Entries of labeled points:
>> begin

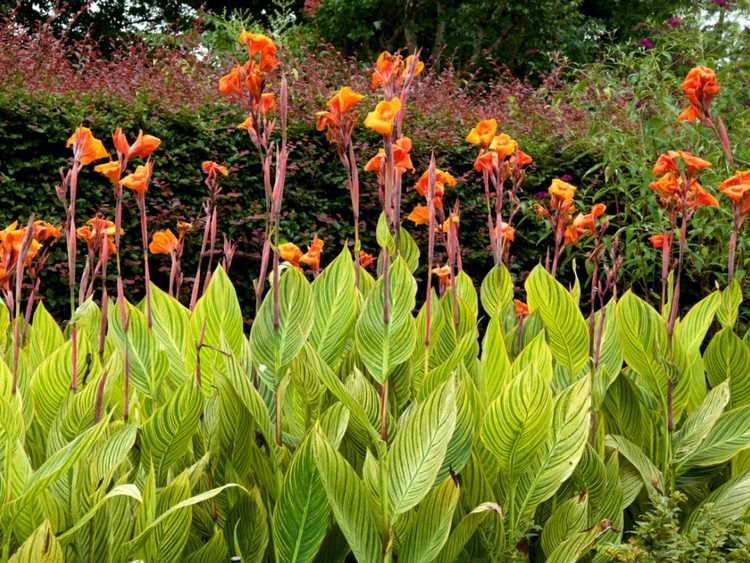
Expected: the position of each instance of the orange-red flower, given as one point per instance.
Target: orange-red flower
(700, 86)
(521, 309)
(442, 179)
(668, 162)
(290, 252)
(381, 119)
(657, 241)
(312, 256)
(561, 193)
(45, 232)
(120, 141)
(89, 147)
(444, 275)
(163, 242)
(401, 157)
(504, 145)
(736, 186)
(110, 170)
(138, 180)
(144, 145)
(365, 259)
(212, 168)
(420, 215)
(482, 133)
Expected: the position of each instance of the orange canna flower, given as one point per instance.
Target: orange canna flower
(521, 309)
(486, 161)
(667, 162)
(736, 186)
(231, 83)
(212, 168)
(144, 145)
(45, 232)
(120, 141)
(312, 256)
(561, 192)
(344, 100)
(420, 215)
(521, 158)
(401, 157)
(482, 133)
(381, 119)
(267, 103)
(365, 259)
(506, 232)
(89, 147)
(418, 66)
(444, 275)
(290, 252)
(657, 241)
(138, 180)
(163, 242)
(110, 170)
(504, 145)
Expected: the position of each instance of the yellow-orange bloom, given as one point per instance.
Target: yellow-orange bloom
(521, 309)
(365, 259)
(312, 256)
(144, 145)
(657, 241)
(210, 167)
(561, 192)
(90, 148)
(290, 252)
(482, 133)
(344, 100)
(45, 232)
(504, 145)
(110, 170)
(667, 162)
(420, 215)
(138, 180)
(736, 186)
(163, 242)
(381, 119)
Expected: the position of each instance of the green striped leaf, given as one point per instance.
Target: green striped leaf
(560, 453)
(729, 436)
(567, 333)
(349, 501)
(382, 347)
(728, 357)
(651, 476)
(274, 348)
(643, 338)
(464, 531)
(496, 291)
(167, 434)
(566, 519)
(418, 449)
(518, 422)
(335, 299)
(700, 422)
(429, 528)
(40, 547)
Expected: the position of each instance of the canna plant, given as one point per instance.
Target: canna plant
(353, 423)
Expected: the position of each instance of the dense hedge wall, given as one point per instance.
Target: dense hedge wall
(34, 126)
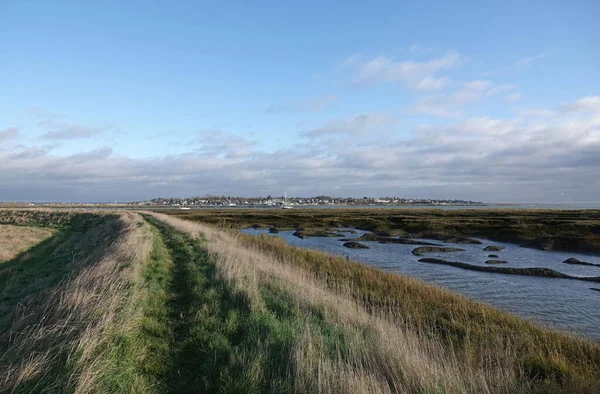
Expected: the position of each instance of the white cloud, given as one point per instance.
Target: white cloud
(484, 158)
(62, 130)
(312, 104)
(530, 60)
(415, 74)
(431, 83)
(9, 134)
(501, 89)
(360, 125)
(450, 105)
(516, 96)
(589, 103)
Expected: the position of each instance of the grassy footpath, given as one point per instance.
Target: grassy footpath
(125, 304)
(195, 333)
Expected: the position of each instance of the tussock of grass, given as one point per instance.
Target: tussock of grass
(576, 231)
(14, 240)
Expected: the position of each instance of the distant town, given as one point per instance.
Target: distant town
(271, 201)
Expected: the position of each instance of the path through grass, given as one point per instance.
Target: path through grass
(197, 334)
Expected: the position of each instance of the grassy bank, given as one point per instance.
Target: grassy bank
(58, 302)
(576, 231)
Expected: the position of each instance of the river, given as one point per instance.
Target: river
(567, 305)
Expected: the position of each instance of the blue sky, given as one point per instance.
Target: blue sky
(105, 100)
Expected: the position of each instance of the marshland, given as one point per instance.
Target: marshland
(147, 302)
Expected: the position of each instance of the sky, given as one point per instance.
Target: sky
(487, 101)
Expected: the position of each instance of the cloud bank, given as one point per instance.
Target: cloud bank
(543, 155)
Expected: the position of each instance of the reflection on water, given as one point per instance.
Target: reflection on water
(560, 303)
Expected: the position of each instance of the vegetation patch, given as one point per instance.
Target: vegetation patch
(493, 248)
(541, 272)
(434, 249)
(575, 261)
(576, 231)
(496, 262)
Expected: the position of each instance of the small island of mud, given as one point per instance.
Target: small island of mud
(434, 249)
(541, 272)
(575, 261)
(355, 245)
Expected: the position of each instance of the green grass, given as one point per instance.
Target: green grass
(196, 334)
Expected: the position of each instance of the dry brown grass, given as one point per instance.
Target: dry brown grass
(384, 355)
(15, 240)
(63, 329)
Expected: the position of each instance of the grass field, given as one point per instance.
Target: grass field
(149, 303)
(16, 239)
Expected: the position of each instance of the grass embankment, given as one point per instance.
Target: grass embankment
(576, 231)
(57, 303)
(16, 239)
(543, 358)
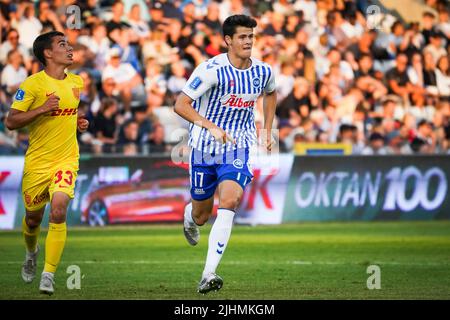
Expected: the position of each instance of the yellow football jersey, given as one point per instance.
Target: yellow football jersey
(53, 136)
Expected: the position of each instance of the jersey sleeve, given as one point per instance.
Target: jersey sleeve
(202, 79)
(270, 85)
(25, 96)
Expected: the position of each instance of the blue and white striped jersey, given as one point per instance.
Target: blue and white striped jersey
(227, 96)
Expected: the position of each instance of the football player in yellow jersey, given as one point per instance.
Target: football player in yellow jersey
(47, 102)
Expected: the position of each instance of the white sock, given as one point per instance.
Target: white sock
(188, 213)
(218, 239)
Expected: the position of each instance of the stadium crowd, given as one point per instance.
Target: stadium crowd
(376, 83)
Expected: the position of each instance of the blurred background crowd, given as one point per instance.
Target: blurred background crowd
(343, 74)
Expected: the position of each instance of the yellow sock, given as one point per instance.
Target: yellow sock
(30, 236)
(54, 245)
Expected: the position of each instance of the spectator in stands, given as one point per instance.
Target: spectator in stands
(117, 20)
(127, 81)
(342, 69)
(424, 140)
(376, 145)
(157, 143)
(128, 137)
(139, 27)
(435, 47)
(89, 94)
(28, 26)
(13, 74)
(106, 125)
(443, 77)
(12, 43)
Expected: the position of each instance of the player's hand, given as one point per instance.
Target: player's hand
(220, 135)
(51, 104)
(82, 123)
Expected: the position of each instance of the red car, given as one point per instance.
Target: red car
(156, 200)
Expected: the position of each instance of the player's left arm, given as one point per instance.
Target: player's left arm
(269, 106)
(82, 122)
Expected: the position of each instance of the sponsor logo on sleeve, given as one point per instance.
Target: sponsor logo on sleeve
(19, 95)
(195, 83)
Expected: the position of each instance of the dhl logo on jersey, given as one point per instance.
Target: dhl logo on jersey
(64, 112)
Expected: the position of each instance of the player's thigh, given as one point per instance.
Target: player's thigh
(35, 192)
(202, 209)
(63, 180)
(233, 177)
(230, 194)
(33, 219)
(203, 179)
(59, 204)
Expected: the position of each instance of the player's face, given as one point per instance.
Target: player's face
(61, 52)
(242, 42)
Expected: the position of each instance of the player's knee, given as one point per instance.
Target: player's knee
(231, 203)
(201, 216)
(58, 214)
(33, 222)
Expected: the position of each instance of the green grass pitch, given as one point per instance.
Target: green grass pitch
(292, 261)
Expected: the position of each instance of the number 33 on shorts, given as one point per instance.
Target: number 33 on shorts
(64, 181)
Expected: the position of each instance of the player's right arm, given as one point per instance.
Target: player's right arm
(20, 116)
(198, 84)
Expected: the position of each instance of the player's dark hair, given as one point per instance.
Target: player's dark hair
(239, 20)
(42, 42)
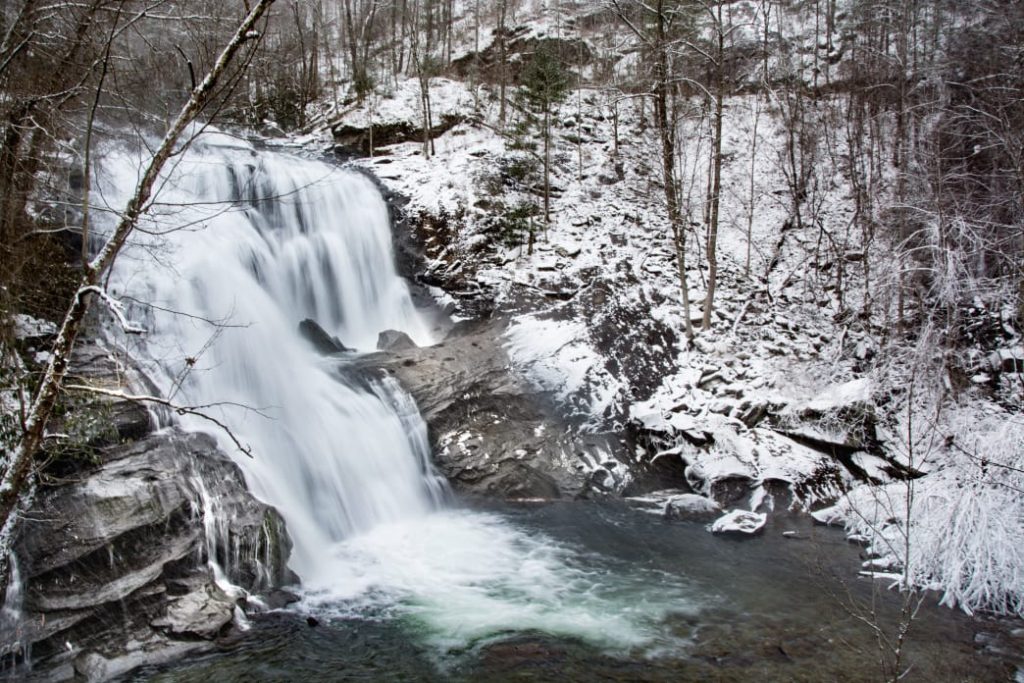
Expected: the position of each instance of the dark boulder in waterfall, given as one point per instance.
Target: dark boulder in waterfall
(392, 340)
(114, 555)
(322, 341)
(492, 433)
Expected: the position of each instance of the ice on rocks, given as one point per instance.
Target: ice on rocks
(739, 521)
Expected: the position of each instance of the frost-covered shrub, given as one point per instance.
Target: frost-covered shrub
(961, 528)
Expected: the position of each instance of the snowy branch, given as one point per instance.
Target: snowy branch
(114, 306)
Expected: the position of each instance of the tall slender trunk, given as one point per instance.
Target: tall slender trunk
(717, 172)
(667, 134)
(19, 468)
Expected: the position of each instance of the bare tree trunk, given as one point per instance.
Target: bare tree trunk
(717, 172)
(503, 58)
(18, 470)
(667, 134)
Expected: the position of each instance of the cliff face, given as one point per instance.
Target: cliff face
(114, 558)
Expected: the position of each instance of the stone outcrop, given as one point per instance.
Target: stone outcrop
(114, 556)
(356, 139)
(492, 433)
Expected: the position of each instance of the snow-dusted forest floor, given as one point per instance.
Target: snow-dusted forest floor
(792, 397)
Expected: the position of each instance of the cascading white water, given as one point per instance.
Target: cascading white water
(268, 241)
(244, 245)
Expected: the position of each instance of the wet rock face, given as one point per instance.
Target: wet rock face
(492, 434)
(113, 558)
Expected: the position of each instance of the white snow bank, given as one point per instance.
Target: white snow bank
(739, 521)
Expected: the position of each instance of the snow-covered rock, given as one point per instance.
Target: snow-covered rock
(739, 521)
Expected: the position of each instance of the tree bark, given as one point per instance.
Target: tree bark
(18, 469)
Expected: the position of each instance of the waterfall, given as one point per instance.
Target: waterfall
(241, 247)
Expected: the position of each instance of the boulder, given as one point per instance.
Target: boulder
(740, 522)
(113, 556)
(321, 340)
(393, 340)
(492, 433)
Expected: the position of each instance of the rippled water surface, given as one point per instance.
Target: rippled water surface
(599, 592)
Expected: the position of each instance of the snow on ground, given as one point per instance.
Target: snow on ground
(556, 357)
(783, 366)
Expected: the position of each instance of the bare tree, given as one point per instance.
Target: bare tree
(18, 469)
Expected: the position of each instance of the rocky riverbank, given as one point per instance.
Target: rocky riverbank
(119, 560)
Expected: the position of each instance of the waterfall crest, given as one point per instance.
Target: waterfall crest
(247, 244)
(244, 245)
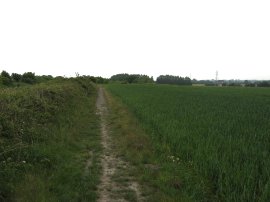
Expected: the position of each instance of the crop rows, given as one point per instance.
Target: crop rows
(223, 132)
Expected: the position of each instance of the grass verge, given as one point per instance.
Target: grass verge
(55, 158)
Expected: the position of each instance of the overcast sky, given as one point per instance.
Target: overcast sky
(101, 38)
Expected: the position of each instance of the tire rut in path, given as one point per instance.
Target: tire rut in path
(115, 184)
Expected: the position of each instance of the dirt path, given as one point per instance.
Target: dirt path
(116, 184)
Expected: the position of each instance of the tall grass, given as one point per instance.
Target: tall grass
(223, 134)
(46, 133)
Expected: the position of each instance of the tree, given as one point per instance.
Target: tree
(5, 78)
(169, 79)
(29, 77)
(16, 77)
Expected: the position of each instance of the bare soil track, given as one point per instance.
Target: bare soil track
(116, 184)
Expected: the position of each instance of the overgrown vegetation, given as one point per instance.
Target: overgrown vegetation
(220, 136)
(15, 79)
(48, 133)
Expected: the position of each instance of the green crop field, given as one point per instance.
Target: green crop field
(221, 134)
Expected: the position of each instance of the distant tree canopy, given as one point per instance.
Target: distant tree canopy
(99, 79)
(29, 77)
(5, 78)
(177, 80)
(132, 78)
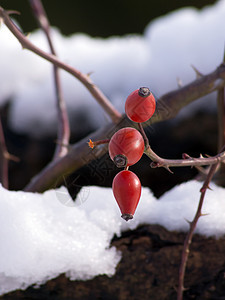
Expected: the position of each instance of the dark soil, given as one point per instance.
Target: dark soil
(150, 254)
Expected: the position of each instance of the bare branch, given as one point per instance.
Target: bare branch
(187, 161)
(63, 135)
(85, 79)
(189, 236)
(3, 159)
(169, 106)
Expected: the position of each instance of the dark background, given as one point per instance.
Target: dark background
(99, 18)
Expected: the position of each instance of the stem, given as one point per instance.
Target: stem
(85, 79)
(189, 236)
(63, 122)
(3, 159)
(167, 163)
(221, 117)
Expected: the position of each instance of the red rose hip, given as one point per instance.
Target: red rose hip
(126, 147)
(140, 105)
(127, 192)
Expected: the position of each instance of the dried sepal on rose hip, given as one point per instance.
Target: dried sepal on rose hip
(127, 192)
(126, 147)
(140, 105)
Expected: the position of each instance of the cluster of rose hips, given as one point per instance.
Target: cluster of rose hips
(126, 148)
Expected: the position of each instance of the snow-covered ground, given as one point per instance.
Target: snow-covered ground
(164, 52)
(44, 235)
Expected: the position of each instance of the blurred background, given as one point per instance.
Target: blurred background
(99, 18)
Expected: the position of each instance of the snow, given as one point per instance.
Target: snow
(44, 235)
(164, 52)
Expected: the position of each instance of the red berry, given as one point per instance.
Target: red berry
(126, 145)
(140, 105)
(127, 191)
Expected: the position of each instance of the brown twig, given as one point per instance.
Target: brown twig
(158, 161)
(85, 79)
(63, 135)
(189, 236)
(78, 155)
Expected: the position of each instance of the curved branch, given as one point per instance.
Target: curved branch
(63, 134)
(85, 79)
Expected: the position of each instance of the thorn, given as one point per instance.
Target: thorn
(210, 188)
(13, 12)
(11, 157)
(197, 72)
(204, 188)
(189, 222)
(204, 215)
(179, 82)
(28, 35)
(185, 156)
(224, 54)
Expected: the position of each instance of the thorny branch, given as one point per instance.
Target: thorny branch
(168, 107)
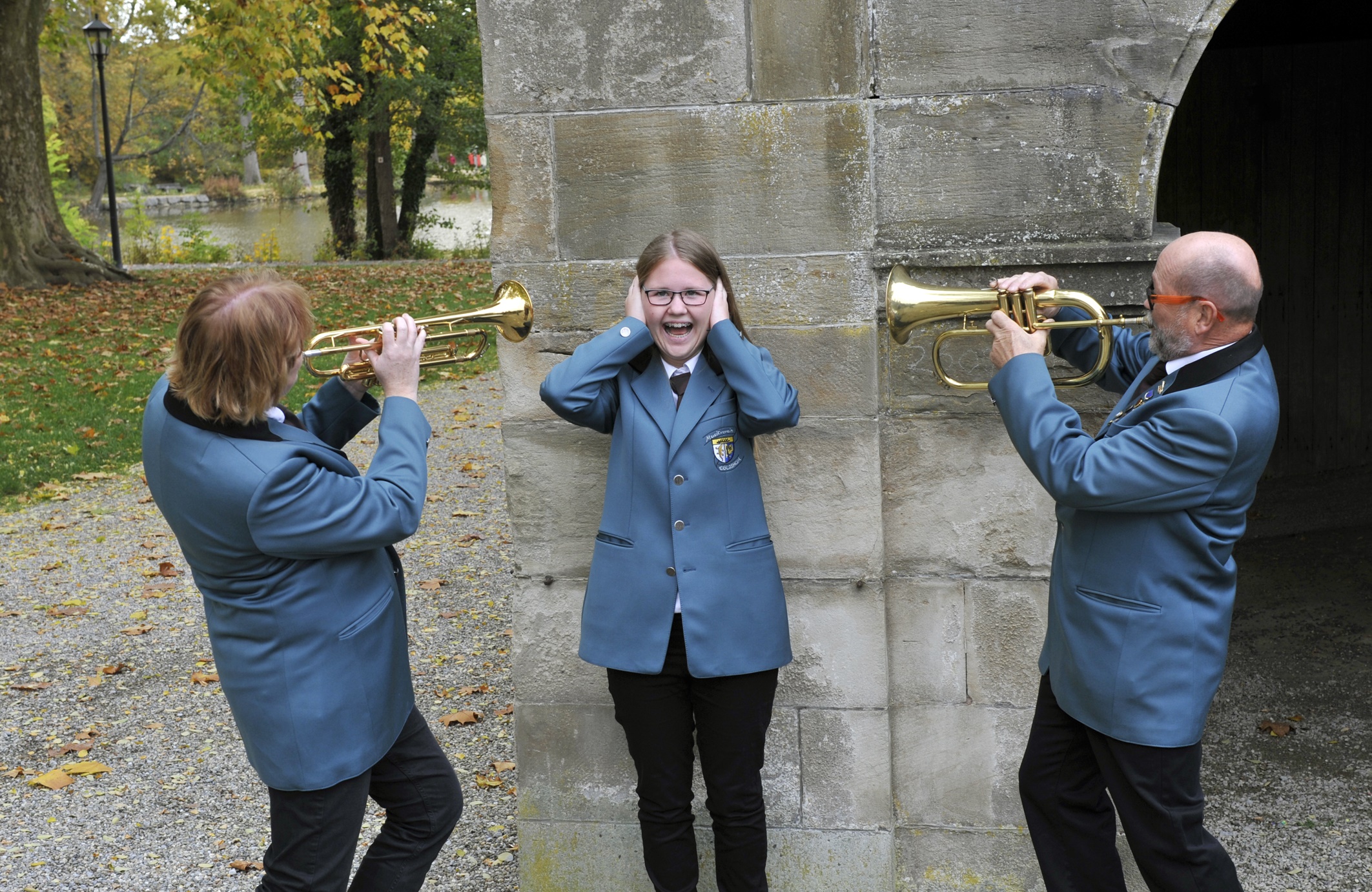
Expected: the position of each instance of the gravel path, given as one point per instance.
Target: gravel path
(180, 802)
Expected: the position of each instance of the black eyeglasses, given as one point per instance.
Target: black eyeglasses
(663, 296)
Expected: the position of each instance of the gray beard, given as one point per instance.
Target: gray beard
(1169, 345)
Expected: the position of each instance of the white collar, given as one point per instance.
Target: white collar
(1176, 364)
(689, 366)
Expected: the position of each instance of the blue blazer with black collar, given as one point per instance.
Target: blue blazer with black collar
(303, 595)
(1149, 512)
(684, 507)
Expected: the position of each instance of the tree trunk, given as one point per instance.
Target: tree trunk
(301, 165)
(380, 189)
(413, 179)
(341, 180)
(251, 173)
(35, 245)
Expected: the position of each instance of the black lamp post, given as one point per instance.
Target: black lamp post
(97, 37)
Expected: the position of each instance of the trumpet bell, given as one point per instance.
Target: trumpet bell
(912, 304)
(512, 313)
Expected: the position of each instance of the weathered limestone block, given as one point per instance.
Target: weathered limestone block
(752, 179)
(542, 57)
(574, 765)
(832, 367)
(1006, 623)
(579, 856)
(556, 485)
(1036, 165)
(810, 48)
(925, 622)
(957, 48)
(958, 765)
(819, 290)
(958, 499)
(930, 860)
(822, 493)
(523, 368)
(847, 769)
(522, 189)
(548, 629)
(839, 645)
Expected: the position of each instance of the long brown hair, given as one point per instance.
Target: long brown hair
(696, 250)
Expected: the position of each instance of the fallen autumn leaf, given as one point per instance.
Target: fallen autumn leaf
(462, 717)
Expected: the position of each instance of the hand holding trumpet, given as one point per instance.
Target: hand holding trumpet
(1010, 339)
(396, 364)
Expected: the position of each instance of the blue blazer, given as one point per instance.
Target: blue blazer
(303, 595)
(1149, 512)
(684, 510)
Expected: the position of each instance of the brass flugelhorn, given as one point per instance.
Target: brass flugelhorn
(912, 304)
(512, 315)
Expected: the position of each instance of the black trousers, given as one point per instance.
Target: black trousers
(728, 717)
(314, 832)
(1063, 783)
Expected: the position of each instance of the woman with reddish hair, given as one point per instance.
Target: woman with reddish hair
(292, 551)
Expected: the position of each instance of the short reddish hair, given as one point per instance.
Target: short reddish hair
(236, 344)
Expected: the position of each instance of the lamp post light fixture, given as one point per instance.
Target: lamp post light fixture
(97, 39)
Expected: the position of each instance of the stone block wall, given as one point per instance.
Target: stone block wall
(817, 143)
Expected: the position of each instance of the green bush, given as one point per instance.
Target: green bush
(223, 189)
(286, 183)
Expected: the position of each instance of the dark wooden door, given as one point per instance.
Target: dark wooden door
(1271, 143)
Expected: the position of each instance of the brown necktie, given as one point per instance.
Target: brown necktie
(678, 383)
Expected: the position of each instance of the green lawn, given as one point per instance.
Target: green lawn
(81, 362)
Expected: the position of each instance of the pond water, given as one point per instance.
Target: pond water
(455, 218)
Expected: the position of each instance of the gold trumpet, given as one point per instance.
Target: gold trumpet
(512, 315)
(910, 304)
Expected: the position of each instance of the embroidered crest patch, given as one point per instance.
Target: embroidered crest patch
(722, 445)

>> end

What this task involves ::
Copy word for word the part of the entries that starts with the line containing "Expected: the position of each instance of the pond" and runs through the last line of the entries.

Solution for this task ::
Expected: the position of each instance of the pond water, given as one point per instance.
Target: pond water
(455, 218)
Expected: the position of each instance of the gold trumpet, given as one point per instance.
Target: gold trumpet
(512, 315)
(910, 304)
Expected: the position of each instance of the embroidered crest patch, given as one point per instance.
Target: embroidered crest patch
(722, 445)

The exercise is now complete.